Saved records
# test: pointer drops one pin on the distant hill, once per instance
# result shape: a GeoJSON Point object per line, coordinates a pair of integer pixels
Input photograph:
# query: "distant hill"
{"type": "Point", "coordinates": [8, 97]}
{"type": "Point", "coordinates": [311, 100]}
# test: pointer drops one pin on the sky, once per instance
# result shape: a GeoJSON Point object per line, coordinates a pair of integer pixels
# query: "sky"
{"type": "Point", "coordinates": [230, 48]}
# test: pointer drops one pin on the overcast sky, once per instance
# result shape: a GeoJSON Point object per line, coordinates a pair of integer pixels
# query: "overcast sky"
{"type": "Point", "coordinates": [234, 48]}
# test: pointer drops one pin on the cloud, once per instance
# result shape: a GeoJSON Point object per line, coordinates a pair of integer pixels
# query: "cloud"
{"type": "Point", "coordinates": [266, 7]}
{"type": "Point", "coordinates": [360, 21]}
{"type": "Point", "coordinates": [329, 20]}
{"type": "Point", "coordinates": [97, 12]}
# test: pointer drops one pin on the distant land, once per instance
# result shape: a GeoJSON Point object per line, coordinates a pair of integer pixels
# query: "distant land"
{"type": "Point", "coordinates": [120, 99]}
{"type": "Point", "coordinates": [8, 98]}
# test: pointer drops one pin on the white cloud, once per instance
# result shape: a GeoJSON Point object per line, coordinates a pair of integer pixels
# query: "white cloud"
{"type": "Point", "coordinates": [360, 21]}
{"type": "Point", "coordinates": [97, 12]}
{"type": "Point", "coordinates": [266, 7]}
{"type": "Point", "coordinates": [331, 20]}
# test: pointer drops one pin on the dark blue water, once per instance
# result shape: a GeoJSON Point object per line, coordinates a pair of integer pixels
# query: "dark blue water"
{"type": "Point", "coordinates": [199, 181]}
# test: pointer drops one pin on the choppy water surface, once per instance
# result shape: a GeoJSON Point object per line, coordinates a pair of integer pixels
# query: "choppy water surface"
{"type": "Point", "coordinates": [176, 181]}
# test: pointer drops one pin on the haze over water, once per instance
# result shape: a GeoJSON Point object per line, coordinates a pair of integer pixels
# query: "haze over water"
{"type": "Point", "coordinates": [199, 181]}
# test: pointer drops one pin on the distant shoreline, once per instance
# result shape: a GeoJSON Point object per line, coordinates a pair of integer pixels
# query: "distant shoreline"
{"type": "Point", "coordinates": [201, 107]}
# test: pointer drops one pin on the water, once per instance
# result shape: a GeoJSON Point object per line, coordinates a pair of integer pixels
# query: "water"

▶ _Problem statement_:
Could you quote all of the lines above word for word, without changing anything?

▶ _Task answer_:
# test: pointer drops one pin on the distant hill, once per instance
# result shape: a GeoJSON Point object per line, coordinates a pair of integer pixels
Input photograph:
# query: "distant hill"
{"type": "Point", "coordinates": [8, 97]}
{"type": "Point", "coordinates": [311, 100]}
# test: pointer drops one pin on the sky, once per instance
# result shape: a GeoJSON Point object per line, coordinates a pair of integer pixels
# query: "sky"
{"type": "Point", "coordinates": [230, 48]}
# test: pointer drops one pin on the overcast sky, once per instance
# result shape: a GeoJSON Point object per line, coordinates a pair of integer pixels
# query: "overcast sky"
{"type": "Point", "coordinates": [234, 48]}
# test: pointer drops one pin on the cloud, once per instance
# result shape: a GeoJSON Point object per line, coordinates a pair of integer pixels
# query: "cloud"
{"type": "Point", "coordinates": [266, 7]}
{"type": "Point", "coordinates": [360, 21]}
{"type": "Point", "coordinates": [329, 20]}
{"type": "Point", "coordinates": [97, 12]}
# test: pointer drops one pin on the distant land, once per instance
# result shape: a GeoJSON Point object per line, coordinates a pair of integer pixels
# query: "distant land"
{"type": "Point", "coordinates": [120, 99]}
{"type": "Point", "coordinates": [8, 98]}
# test: pointer drops one pin on the white cloud, once per instance
# result shape: a GeoJSON Point object per line, coordinates a pair of integer pixels
# query: "white cloud"
{"type": "Point", "coordinates": [360, 21]}
{"type": "Point", "coordinates": [97, 12]}
{"type": "Point", "coordinates": [266, 7]}
{"type": "Point", "coordinates": [331, 20]}
# test: pointer drops one pin on the dark blue water, once per instance
# result shape: a GeoJSON Point object per line, coordinates a pair of integer pixels
# query: "dark blue water"
{"type": "Point", "coordinates": [199, 181]}
# test: pointer drops one pin on the choppy water surface, once per instance
# result shape: a GeoJSON Point object per line, coordinates a pair of integer pixels
# query: "choppy water surface"
{"type": "Point", "coordinates": [176, 181]}
# test: pointer drops one pin on the haze over water, once per instance
# result shape: a GeoJSON Point object per line, coordinates a pair of integer pixels
# query: "haze over water"
{"type": "Point", "coordinates": [199, 181]}
# test: pointer drops one pin on the distant shoreline, once per instance
# result shape: a GeoJSON Point object per line, coordinates a pair of integer pixels
# query: "distant shoreline"
{"type": "Point", "coordinates": [201, 107]}
# test: pointer drops one pin on the water, once per instance
# result shape: a GeoJSON Point object per line, coordinates a pair of integer pixels
# query: "water"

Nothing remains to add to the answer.